Working data below:

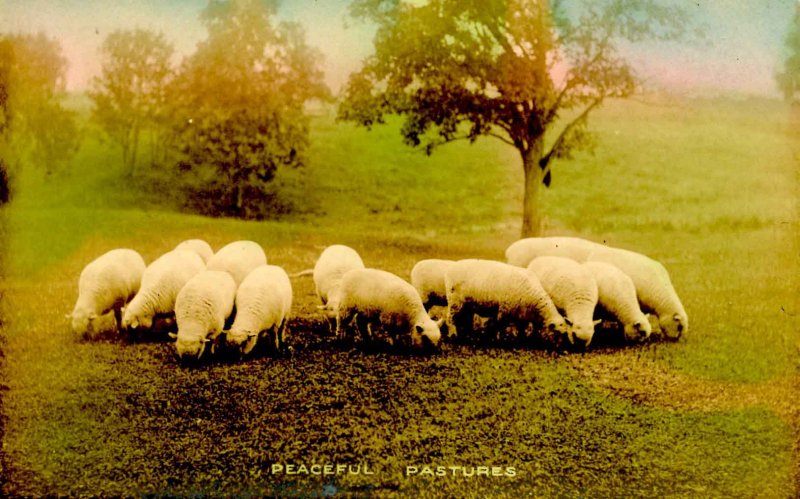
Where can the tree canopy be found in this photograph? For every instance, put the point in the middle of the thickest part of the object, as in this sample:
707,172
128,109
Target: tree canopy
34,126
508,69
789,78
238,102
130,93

End of Working data.

Task to complete
Every entry should come back exactly as written, only without images.

Exercise solution
Where can the tree canopy be found in this photograph? For every instance, put the point in the middle of the thickest part of the object, as in this sample:
707,172
128,109
Target: tree canopy
34,126
508,69
789,78
238,102
130,93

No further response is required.